(Collected data)
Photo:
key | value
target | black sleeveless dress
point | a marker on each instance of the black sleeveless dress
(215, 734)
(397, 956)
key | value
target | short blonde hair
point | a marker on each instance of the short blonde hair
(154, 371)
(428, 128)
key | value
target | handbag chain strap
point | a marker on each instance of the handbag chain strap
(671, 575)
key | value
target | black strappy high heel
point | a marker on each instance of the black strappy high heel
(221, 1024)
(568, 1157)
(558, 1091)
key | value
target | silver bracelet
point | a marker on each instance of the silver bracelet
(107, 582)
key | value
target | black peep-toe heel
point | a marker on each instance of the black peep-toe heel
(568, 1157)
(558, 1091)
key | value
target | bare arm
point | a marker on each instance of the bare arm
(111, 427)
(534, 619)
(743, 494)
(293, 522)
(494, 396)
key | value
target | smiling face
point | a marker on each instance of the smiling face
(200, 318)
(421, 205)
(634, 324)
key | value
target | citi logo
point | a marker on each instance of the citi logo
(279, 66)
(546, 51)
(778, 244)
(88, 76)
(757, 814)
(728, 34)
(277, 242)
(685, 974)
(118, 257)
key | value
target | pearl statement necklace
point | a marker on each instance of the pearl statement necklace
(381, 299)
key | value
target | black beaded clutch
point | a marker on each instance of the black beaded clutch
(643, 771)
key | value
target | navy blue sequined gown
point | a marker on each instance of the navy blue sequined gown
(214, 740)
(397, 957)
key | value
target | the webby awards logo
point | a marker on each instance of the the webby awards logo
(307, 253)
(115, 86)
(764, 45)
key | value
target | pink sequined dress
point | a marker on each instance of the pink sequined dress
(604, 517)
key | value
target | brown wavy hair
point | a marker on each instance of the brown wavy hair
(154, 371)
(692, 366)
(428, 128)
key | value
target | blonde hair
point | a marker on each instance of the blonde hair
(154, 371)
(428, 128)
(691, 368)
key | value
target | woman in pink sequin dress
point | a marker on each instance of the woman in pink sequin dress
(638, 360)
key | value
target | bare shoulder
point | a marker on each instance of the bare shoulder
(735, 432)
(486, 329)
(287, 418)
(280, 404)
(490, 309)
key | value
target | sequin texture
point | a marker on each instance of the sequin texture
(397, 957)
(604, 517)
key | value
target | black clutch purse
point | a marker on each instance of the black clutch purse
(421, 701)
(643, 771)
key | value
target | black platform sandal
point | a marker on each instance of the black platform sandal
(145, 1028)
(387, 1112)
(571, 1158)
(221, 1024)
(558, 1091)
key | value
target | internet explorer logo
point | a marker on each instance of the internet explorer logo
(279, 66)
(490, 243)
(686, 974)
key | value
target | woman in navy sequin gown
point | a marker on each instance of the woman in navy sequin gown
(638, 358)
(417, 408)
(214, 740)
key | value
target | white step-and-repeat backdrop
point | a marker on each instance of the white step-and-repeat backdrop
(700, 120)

# What you should do:
Reproduce each line of the material above precisely.

# Correct response:
Photo:
key | value
target | black sleeveless dress
point | a marker on each instance of the black sleeveless dress
(215, 734)
(397, 956)
key | value
target | short blonde hair
point | a marker on each instance of the short blonde hair
(154, 371)
(428, 128)
key | value
target | handbag chain strap
point | a marker on each instance of the handbag chain strap
(671, 575)
key | value
target | black strappy high heel
point | a marker on each instance of the black strappy high heel
(221, 1024)
(568, 1157)
(558, 1091)
key | value
target | silver bracelet
point | a marker on each instance of the silver bracelet
(107, 582)
key | value
target | black peep-toe heel
point | a marker on each instance of the black peep-toe heel
(568, 1157)
(558, 1091)
key | value
target | bare arm
point | a marker on each instance of the bare arm
(111, 427)
(534, 619)
(743, 494)
(293, 522)
(494, 396)
key | value
target | smiling face
point | a marker on each instance of the smiling face
(200, 318)
(421, 205)
(634, 324)
key | value
target | citi logo
point | a marker on each instance of the citi logo
(279, 66)
(546, 51)
(778, 244)
(88, 76)
(757, 814)
(728, 34)
(277, 242)
(685, 974)
(118, 257)
key | value
target | pearl statement necklace
point | a marker on each instance of the pearl statement necklace
(381, 299)
key | value
target | black beaded clutch
point | a marker on each instance of the black beaded clutch
(643, 771)
key | value
target | navy blue sequined gown
point | a marker on each instance of the navy blue sequined gown
(214, 740)
(397, 957)
key | value
target | the webby awards logo
point | a marker on each instance of the the webby awards logo
(307, 253)
(115, 86)
(764, 45)
key | value
target | pink sequined dress
point | a marker on each instance of the pink sequined dress
(604, 517)
key | value
target | brown wavy hair
point | a marker on each instance of the brown wavy hair
(154, 371)
(692, 366)
(428, 128)
key | value
target | blonde hair
point | a marker on each instance of the blonde hair
(154, 371)
(428, 128)
(691, 368)
key | value
target | woman in pink sequin dress
point | a marker on each instance of the woman in pink sequin dress
(638, 360)
key | value
target | bare shoulder
point | a marker on each instance of the bare shoulder
(735, 432)
(486, 329)
(287, 418)
(280, 404)
(490, 309)
key | value
target | sequin texture
point | a marker on each instance of the sequin texture
(397, 957)
(604, 517)
key | value
target | black clutch purse
point | a marker on each instance of the black clutch purse
(421, 701)
(643, 771)
key | value
target | black platform sandal
point | a marker on each instance of the black platform sandal
(145, 1028)
(387, 1112)
(571, 1158)
(221, 1024)
(558, 1091)
key | value
target | internet explorer logo
point | a marker on each instance of the internet explorer logo
(279, 66)
(490, 243)
(686, 974)
key | value
target | woman in navy sequin gown
point | a marker on each instance of the woman in navy sequin gown
(638, 358)
(417, 408)
(214, 740)
key | value
target | white step-and-repeat backdrop
point | a marker on each instance of the white step-and-repeat backdrop
(700, 120)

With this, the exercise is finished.